**Stated task 1**
Reproduce the passage of the forum thread starting at "You can also" and ending at "started at least.", substituting "starting up" for "booting".
**Stated task 2**
Echo the lines of the records exactly, starting at the line containing "target | green foliage" and ending at the last line of the records, with both ends included.

**Excerpt to read**
(begin)
You should also be able to save any of these files to a floppy to move to your XP system (assuming you can get the XP system can read from a floppy). Then you can post them here if you have questions about what needs to be disabled.

You can also just rename config.sys and autoexec.bat to config.old and autoexec.old to try booting with out them.

Got to go for now, hope that will get you started at least.

jerry


----------



## Smiles n' grins (Jun 8, 2007)

> Not sure which ISO you are referring to here. The ones I posted links to are for DOS, and the link SDFOX 7 posted was for bootdisk.com which has an exe to create a 95B boot floppy, not CD, so I'm confused by the "95b ISO", but it sounds like the system is having a hard time reading the cd and getting errors.


I found a 95b ISO on the site that someone listed with the DOS ISOs. I don't know who, but I got one.

Ok. I searched for krnl386.exe...not found. So I tried extracting it from the Win95 CD. It said:

ERROR: Cannot open file: X:\win95\win95_04.cab
(Whereas X:\ was a CD drive, I tried both)
(end)
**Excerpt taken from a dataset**
(begin)
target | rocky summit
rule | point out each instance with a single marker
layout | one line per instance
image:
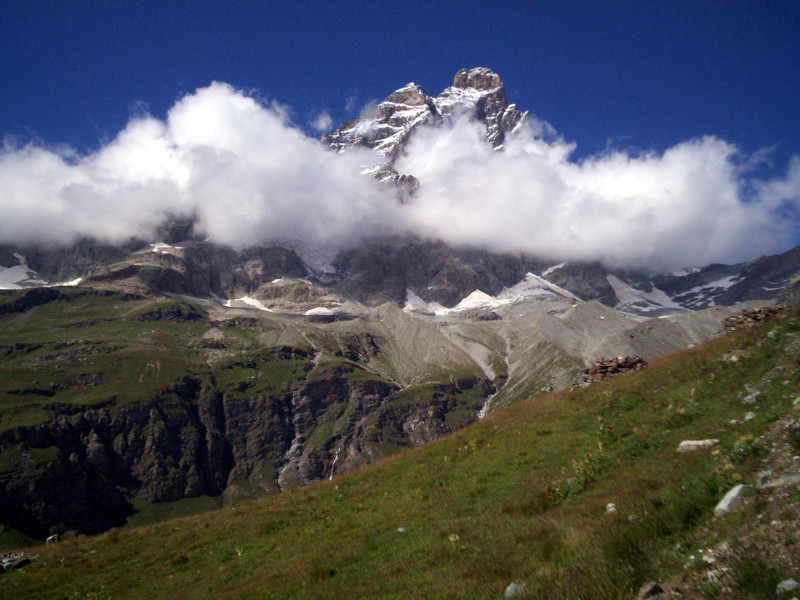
(476, 93)
(165, 370)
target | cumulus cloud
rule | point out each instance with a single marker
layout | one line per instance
(322, 122)
(236, 164)
(249, 176)
(690, 205)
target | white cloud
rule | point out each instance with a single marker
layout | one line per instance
(684, 207)
(250, 176)
(237, 164)
(322, 122)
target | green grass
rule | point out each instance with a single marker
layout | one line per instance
(519, 496)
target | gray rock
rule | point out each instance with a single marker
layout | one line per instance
(692, 445)
(787, 585)
(730, 501)
(513, 589)
(649, 590)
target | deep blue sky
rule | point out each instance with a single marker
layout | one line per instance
(640, 74)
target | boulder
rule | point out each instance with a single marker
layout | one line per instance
(693, 445)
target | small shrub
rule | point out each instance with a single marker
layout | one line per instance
(755, 577)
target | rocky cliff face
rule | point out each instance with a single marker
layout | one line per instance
(160, 418)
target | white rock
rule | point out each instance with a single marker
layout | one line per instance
(692, 445)
(727, 503)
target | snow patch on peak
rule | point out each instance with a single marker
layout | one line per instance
(477, 299)
(414, 302)
(19, 276)
(685, 272)
(246, 301)
(629, 298)
(534, 286)
(549, 270)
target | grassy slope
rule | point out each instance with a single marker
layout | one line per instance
(519, 497)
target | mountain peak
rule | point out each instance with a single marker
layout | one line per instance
(478, 78)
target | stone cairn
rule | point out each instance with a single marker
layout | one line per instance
(752, 316)
(604, 368)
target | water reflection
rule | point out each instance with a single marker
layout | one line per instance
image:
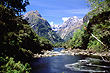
(69, 64)
(91, 65)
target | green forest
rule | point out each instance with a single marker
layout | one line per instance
(18, 41)
(95, 33)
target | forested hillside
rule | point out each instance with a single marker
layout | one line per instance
(95, 34)
(41, 26)
(18, 42)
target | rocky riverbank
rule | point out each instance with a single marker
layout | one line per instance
(47, 53)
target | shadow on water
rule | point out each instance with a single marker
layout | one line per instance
(67, 64)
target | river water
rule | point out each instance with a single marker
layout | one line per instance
(69, 64)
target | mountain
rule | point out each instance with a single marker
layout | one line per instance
(69, 27)
(41, 26)
(56, 27)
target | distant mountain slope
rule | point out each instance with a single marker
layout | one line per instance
(56, 27)
(41, 26)
(69, 27)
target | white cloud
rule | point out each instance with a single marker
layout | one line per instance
(51, 23)
(75, 16)
(65, 18)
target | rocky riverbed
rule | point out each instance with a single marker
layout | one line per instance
(47, 53)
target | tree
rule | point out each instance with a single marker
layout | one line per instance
(17, 6)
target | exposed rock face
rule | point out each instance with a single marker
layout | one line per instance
(56, 27)
(41, 26)
(69, 27)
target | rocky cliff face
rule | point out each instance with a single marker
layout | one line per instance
(56, 27)
(41, 26)
(69, 27)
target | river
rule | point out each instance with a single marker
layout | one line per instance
(69, 64)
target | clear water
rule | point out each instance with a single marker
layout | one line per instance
(69, 64)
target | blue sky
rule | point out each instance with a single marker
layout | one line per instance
(56, 10)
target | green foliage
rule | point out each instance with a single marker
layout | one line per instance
(17, 40)
(99, 5)
(17, 6)
(12, 67)
(77, 39)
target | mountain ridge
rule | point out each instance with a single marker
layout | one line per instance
(69, 27)
(41, 26)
(end)
**Task response 1**
You can also just rename config.sys and autoexec.bat to config.old and autoexec.old to try starting up with out them.

Got to go for now, hope that will get you started at least.

**Task response 2**
target | green foliage
rule | point out each instance with a single marker
layout | one line per instance
(17, 40)
(99, 5)
(17, 6)
(12, 67)
(77, 39)
target | mountain ridge
rule | point out each instance with a single marker
layout | one line per instance
(69, 27)
(41, 26)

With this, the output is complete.